Polina: How might music help us to dismantle systems of oppression?
Austin: Music is a great example of something that’s greater than the sum of its parts. If you take a chord progression or a melody by itself, or even if you combine a melody and a chord progression, that’s one level of engagement. But if you combine those things with words, and in the case of the Thrive Choir we get a chance to also add harmony, there’s some third space that is being created. And it’s not like reading an article or reading some statistics to somebody. Music can find the chink in people’s armor and bypass the self-protective analytical mind to directly reach the heart and soul.
With live performance, particularly performance with a bunch of people singing, because human being have tons and tons of mirror neurons, people who are listening are also on some level experiencing the act of singing, and they’re getting to on some level embody the messages that are being sung, which in the case of the Choir are messages about creating just and sustainable ways to live for all beings, about getting in touch with spirit, about stepping up and standing up for things that really matter, about re-connecting with the earth, so I think that kind of music can really help change people.
Polina: What are your visions and hopes for the future of the Thrive Choir?
Kyle: Knowing that folks are really looking for music that speaks to the tragedies and beauty of this time and that really delivers a positive message of unity, of radical love, of harmony, we’d like to share our music beyond our northern California community. Our album that we’re releasing this year will help us to do that. We’re very committed to our work in our Oakland and East Bay communities, and that won’t change, but we also want to explore who else would benefit from hearing our music, so that’s a big vision for us this year, to share our music digitally so folks can hear it everywhere.
Polina: Do you have any messages for young artists?
Austin: NASA hired a professor named George Land to put together a creativity test in the 60’s. Some of their teams were getting stuck in their thinking about viable ways to get their ships and astronauts safely back to Earth and recognized they needed people who think outside of the box to help them get unstuck- the rest is history.
In his tests, he found that in an adult population, 25 and older, only 2% of us exhibit a genius level of creativity. He was curious about what would happen if he put together an age appropriate creativity test for 1600 5-year olds. He discovered that 98% of 5-year olds exhibited genius level creativity. At age ten, 30% of these same kids were at genius level creativity. By the time they were fifteen, 12%, and by the time they were 25, there were only 2%.
So, I would say: please, please, please do not let anyone socialize your creativity out of you. It is the most important thing you can offer in this life.
Kyle: I had a vision of a social justice gospel inspired choir, maybe when I was 13 years old, but I always thought it was too cheesy, that it wouldn’t work, that folks wouldn’t want to come together across different traditions. I thought that singing songs about trees and love would be just, cheesy, so I guess my message is that you need to believe in your dreams. Write the songs that are meant to be coming through you, and if it sounds cheesy to you, just keep working until it sounds epic. Trust that the messages that want to come forward need to, and don’t let perfectionism get the best of you. You will never know who will benefit from what you have to say.
Polina: Thank you so much to speaking with me today and for all the incredible work you do!

What you need to do
Reproduce everything in the interview from "Polina: Do you" down to "were only 2%.", word for word.

Supplied data
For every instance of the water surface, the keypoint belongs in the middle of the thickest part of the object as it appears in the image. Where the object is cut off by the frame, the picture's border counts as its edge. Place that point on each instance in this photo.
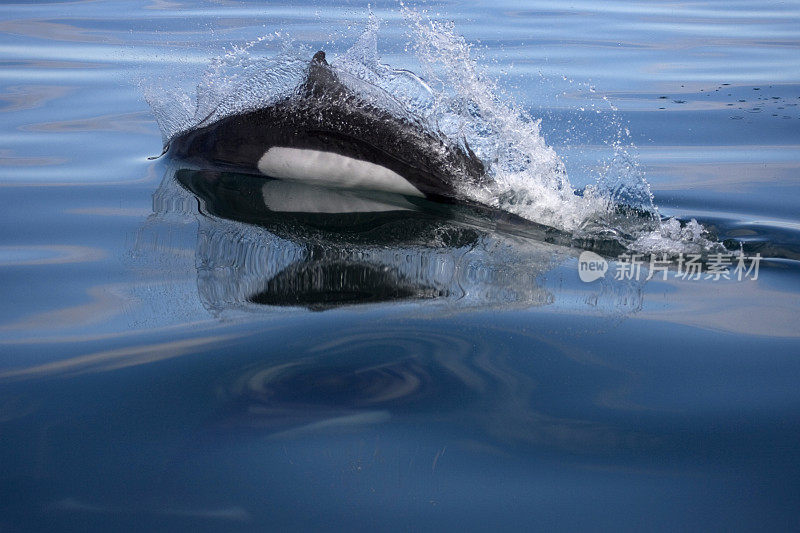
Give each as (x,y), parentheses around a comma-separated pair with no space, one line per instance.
(177,355)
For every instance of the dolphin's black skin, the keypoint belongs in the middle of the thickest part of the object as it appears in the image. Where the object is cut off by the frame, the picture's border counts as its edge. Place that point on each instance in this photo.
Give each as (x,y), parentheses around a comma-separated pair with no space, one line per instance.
(324,115)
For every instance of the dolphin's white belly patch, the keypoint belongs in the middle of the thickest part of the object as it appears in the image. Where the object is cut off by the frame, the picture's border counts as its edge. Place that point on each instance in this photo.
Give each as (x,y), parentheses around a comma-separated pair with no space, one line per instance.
(288,196)
(332,170)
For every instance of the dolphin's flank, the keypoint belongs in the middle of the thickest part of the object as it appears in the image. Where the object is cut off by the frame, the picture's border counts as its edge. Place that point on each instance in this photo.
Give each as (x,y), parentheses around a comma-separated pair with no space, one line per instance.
(328,135)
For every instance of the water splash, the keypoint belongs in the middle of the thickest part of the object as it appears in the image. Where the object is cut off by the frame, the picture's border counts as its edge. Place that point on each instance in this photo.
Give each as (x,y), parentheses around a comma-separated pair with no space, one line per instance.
(453,96)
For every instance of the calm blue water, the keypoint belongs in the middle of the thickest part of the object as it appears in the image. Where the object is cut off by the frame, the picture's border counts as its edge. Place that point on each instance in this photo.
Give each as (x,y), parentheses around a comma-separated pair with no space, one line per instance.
(174,356)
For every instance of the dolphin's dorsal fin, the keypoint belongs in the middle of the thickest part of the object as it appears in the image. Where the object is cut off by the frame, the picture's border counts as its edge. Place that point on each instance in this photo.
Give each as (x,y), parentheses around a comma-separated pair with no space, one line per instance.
(321,80)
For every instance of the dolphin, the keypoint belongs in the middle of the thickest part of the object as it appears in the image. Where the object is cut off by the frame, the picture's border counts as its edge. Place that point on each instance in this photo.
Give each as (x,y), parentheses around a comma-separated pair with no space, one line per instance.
(326,134)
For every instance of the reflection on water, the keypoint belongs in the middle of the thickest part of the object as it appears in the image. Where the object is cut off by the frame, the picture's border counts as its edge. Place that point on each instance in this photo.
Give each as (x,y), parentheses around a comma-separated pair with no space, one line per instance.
(264,244)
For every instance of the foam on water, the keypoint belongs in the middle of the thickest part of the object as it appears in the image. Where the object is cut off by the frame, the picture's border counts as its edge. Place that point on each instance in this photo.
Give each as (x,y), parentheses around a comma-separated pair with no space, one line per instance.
(452,96)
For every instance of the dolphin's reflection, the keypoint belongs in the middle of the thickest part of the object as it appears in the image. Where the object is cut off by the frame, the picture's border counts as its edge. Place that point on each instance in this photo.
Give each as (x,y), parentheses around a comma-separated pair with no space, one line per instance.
(266,242)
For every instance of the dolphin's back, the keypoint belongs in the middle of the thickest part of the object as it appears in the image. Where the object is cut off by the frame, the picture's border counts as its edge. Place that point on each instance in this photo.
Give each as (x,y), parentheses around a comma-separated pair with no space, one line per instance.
(328,135)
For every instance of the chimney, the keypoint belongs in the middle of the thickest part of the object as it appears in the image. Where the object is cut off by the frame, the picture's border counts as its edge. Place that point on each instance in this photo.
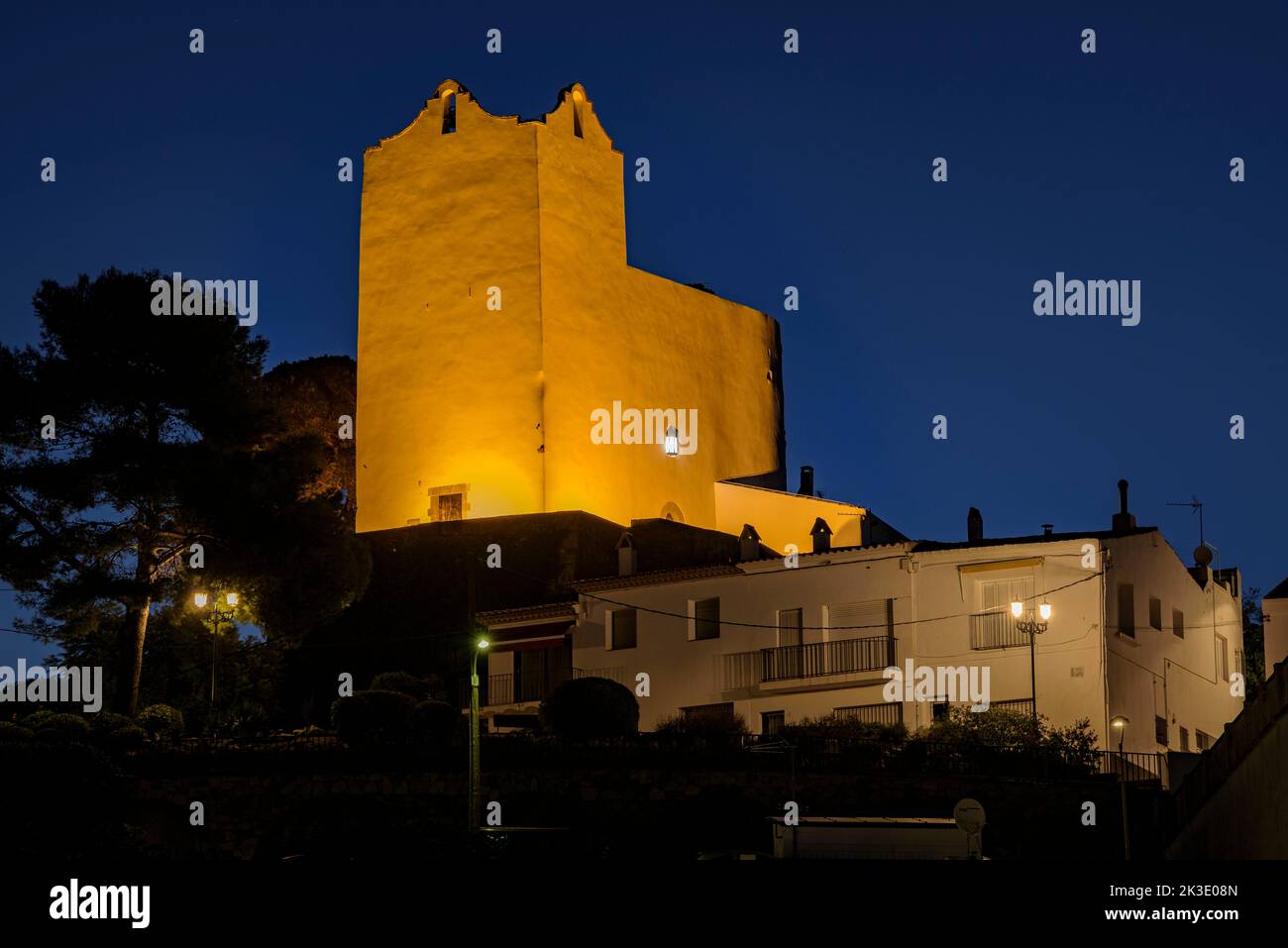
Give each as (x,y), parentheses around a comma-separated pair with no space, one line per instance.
(822,535)
(1124,520)
(806,480)
(627,561)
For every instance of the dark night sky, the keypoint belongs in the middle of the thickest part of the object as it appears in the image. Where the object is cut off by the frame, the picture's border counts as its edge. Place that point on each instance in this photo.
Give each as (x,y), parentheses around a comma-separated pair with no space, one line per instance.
(767,170)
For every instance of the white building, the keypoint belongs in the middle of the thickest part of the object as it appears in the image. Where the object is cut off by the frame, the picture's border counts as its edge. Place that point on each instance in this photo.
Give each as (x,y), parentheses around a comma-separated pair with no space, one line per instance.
(1133,633)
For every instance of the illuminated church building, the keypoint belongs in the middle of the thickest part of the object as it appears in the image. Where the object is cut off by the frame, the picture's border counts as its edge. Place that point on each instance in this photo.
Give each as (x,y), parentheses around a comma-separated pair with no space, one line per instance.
(498,320)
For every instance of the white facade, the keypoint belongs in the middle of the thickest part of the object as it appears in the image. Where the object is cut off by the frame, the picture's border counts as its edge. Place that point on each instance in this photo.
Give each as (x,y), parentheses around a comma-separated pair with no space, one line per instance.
(943,605)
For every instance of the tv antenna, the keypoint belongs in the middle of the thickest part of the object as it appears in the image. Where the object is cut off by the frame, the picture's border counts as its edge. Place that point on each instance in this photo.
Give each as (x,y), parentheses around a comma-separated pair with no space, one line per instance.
(1194,502)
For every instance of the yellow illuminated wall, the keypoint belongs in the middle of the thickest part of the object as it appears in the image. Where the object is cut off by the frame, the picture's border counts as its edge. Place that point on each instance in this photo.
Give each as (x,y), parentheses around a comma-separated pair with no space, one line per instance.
(454,393)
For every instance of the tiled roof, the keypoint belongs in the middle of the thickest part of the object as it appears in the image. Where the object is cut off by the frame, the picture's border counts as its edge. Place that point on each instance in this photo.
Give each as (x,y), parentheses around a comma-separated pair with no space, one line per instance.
(658,578)
(527,613)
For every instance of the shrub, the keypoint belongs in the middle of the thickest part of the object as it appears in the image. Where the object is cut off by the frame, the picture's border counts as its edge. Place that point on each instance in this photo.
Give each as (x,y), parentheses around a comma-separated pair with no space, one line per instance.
(436,723)
(589,708)
(161,721)
(35,719)
(62,727)
(404,683)
(1000,727)
(14,733)
(702,728)
(106,721)
(376,716)
(132,737)
(246,717)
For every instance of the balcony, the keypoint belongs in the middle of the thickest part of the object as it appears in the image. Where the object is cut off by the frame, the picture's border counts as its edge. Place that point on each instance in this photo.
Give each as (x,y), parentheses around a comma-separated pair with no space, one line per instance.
(996,630)
(496,690)
(820,659)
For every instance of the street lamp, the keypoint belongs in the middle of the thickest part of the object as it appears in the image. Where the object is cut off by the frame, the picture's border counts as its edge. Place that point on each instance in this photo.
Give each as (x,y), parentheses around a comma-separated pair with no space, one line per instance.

Result of this exercise
Polina: Do you have any messages for young artists?
Austin: NASA hired a professor named George Land to put together a creativity test in the 60’s. Some of their teams were getting stuck in their thinking about viable ways to get their ships and astronauts safely back to Earth and recognized they needed people who think outside of the box to help them get unstuck- the rest is history.
In his tests, he found that in an adult population, 25 and older, only 2% of us exhibit a genius level of creativity. He was curious about what would happen if he put together an age appropriate creativity test for 1600 5-year olds. He discovered that 98% of 5-year olds exhibited genius level creativity. At age ten, 30% of these same kids were at genius level creativity. By the time they were fifteen, 12%, and by the time they were 25, there were only 2%.